Return exactly the lines that run from the one containing "Task: mark each instance of the backpack" to the end of the entries, with both ends included.

————————

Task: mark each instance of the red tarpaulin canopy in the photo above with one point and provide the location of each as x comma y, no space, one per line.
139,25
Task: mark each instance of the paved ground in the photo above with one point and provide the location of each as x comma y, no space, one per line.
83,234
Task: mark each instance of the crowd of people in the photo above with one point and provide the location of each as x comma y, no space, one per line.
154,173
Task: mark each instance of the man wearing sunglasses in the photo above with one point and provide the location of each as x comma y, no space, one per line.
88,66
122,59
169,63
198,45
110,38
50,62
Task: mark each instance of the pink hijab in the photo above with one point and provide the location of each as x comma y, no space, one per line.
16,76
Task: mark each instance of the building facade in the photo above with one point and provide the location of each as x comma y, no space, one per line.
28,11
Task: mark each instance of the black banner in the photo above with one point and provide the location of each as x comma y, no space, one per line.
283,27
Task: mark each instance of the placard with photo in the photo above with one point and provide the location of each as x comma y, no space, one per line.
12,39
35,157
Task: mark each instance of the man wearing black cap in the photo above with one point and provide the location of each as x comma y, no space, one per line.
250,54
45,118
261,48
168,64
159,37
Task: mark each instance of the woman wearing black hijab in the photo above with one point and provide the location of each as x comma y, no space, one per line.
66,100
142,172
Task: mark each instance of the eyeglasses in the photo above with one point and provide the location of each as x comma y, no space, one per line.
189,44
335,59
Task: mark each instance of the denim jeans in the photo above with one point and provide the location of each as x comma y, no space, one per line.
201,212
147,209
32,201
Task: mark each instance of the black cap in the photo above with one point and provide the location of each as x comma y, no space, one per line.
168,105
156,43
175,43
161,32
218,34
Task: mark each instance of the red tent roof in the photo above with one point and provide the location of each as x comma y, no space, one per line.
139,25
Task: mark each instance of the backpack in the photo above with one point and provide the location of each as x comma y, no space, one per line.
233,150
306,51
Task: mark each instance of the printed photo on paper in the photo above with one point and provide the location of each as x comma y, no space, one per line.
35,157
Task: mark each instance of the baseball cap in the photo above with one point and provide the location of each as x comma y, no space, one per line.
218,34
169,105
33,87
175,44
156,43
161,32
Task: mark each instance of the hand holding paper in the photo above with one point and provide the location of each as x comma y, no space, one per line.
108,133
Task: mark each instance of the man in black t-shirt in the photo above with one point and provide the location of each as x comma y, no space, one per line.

————————

## FULL RESPONSE
Task: mark each instance of the backpack in the photo above with one point and provide the location of each as x comma y, no space, one per line.
233,150
306,51
Task: mark each instance of the printed photo on paper in the photo above with one point and provide the location of each as x comma y, no space, one per line.
35,157
Task: mark each instance of the baseball cap in the photo above with one point and provide the location of each as x comma y, no space, one per line.
218,34
169,105
33,87
175,44
156,43
161,32
Task: mark each instance of the hand holding paper in the photo above with one point and provide the location of each as x comma y, no space, one per line.
108,133
Task: mark each instance of the man in black t-shirt in the photo above with one point and provide the location of each as x comma y, no space, one per line.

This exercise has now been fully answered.